━━ Record list ━━
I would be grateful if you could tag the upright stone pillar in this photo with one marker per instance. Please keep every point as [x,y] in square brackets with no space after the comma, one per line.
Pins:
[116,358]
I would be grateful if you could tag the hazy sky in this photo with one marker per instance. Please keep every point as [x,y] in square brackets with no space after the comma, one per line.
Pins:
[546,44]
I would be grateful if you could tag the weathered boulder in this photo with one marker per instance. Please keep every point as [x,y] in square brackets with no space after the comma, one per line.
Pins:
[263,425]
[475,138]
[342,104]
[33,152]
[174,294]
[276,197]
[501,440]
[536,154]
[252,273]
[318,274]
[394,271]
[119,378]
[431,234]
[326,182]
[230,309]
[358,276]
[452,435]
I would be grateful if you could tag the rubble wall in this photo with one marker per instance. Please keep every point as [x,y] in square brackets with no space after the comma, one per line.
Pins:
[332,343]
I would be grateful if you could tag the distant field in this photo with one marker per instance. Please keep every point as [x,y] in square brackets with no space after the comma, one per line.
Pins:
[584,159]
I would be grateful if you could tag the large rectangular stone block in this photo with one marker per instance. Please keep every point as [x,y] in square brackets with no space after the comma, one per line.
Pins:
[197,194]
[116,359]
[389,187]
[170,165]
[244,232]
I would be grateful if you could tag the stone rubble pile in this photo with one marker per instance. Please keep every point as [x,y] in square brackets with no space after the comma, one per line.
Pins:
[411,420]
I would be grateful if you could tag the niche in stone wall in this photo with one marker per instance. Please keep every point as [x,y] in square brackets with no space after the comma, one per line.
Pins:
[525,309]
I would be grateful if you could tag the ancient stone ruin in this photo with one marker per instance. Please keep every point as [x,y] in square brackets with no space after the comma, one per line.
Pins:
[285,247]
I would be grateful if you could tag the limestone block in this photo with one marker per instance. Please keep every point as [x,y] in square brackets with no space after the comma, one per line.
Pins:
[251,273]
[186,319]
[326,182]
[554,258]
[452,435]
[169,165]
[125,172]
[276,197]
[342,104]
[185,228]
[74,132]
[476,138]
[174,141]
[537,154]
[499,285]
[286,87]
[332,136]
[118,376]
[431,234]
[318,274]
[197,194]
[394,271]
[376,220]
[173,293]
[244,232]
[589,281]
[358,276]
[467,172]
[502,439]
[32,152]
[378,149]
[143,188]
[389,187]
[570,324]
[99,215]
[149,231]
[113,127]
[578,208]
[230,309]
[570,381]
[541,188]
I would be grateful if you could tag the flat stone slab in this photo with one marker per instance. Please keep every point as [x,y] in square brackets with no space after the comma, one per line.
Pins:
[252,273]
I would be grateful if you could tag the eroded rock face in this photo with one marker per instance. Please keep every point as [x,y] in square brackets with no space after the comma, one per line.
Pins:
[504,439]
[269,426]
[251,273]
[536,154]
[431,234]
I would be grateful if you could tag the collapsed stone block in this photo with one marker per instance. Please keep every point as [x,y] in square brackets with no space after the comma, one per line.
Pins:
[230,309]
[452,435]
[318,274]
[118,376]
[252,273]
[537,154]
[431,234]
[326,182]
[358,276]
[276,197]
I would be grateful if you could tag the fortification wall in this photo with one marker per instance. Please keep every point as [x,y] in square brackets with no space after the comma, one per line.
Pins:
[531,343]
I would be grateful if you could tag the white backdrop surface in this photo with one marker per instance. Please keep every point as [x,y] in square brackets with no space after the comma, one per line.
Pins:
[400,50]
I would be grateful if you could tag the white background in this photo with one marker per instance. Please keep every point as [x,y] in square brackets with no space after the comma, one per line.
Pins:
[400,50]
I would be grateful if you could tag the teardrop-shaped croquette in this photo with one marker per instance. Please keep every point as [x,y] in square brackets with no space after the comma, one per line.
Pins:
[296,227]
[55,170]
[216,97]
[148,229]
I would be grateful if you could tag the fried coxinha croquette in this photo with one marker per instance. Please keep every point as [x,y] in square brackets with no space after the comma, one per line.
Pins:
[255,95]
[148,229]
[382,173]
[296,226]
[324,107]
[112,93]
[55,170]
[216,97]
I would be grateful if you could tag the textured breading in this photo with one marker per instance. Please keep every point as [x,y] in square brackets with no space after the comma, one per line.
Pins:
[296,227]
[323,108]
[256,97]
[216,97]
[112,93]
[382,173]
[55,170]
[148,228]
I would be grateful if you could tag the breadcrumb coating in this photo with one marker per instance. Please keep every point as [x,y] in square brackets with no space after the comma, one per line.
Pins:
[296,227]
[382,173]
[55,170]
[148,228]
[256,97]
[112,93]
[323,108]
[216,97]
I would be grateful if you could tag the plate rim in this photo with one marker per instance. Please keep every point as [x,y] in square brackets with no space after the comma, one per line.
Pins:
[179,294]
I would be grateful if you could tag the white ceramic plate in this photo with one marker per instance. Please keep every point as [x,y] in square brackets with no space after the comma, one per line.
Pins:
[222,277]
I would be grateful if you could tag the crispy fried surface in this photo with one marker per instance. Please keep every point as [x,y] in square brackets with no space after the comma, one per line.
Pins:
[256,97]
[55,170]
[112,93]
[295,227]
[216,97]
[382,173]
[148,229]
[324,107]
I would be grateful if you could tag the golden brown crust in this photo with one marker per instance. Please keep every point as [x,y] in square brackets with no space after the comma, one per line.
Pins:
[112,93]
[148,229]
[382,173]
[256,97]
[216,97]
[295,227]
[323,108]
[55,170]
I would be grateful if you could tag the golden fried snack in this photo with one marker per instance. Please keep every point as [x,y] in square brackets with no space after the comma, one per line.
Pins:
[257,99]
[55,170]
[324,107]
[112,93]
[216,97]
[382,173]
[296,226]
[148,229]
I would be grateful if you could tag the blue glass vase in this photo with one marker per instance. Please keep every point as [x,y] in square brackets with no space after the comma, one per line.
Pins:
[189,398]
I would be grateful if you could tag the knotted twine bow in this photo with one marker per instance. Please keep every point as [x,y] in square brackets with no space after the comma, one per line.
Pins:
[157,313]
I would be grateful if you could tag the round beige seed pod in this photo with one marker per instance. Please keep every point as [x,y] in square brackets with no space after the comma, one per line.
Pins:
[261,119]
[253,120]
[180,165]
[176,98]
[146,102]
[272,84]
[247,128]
━━━
§ **Direction**: Exactly reproduce the lines from the one containing "I would be grateful if you could tag the golden fried" through the end of the records, and only those lines.

§ **Written answer**:
I would be grateful if you could tag the golden fried snack in this photo with one marker per instance. Please keep every point as [x,y] in square brackets with no space after the comma, one per line.
Pins:
[257,99]
[55,170]
[324,107]
[112,93]
[216,97]
[382,173]
[296,226]
[148,229]
I would be grateful if you could tag the blue glass vase in this photo with one marker per instance. Please keep every point as [x,y] in square brackets with no space after the comma, one per line.
Pins:
[189,398]
I would be grateful if you could tag the knotted twine bow in this photo with one marker per instance. Please keep every point as [x,y] in square brackets with no space after the comma, one per line.
Pins:
[157,313]
I would be grateful if you could tag the round beige seed pod in this photo with one marker per instance. Please keep every point as [x,y] in square brackets with no space after the comma, one per line.
Pins:
[261,119]
[253,120]
[180,165]
[176,98]
[146,102]
[272,84]
[247,128]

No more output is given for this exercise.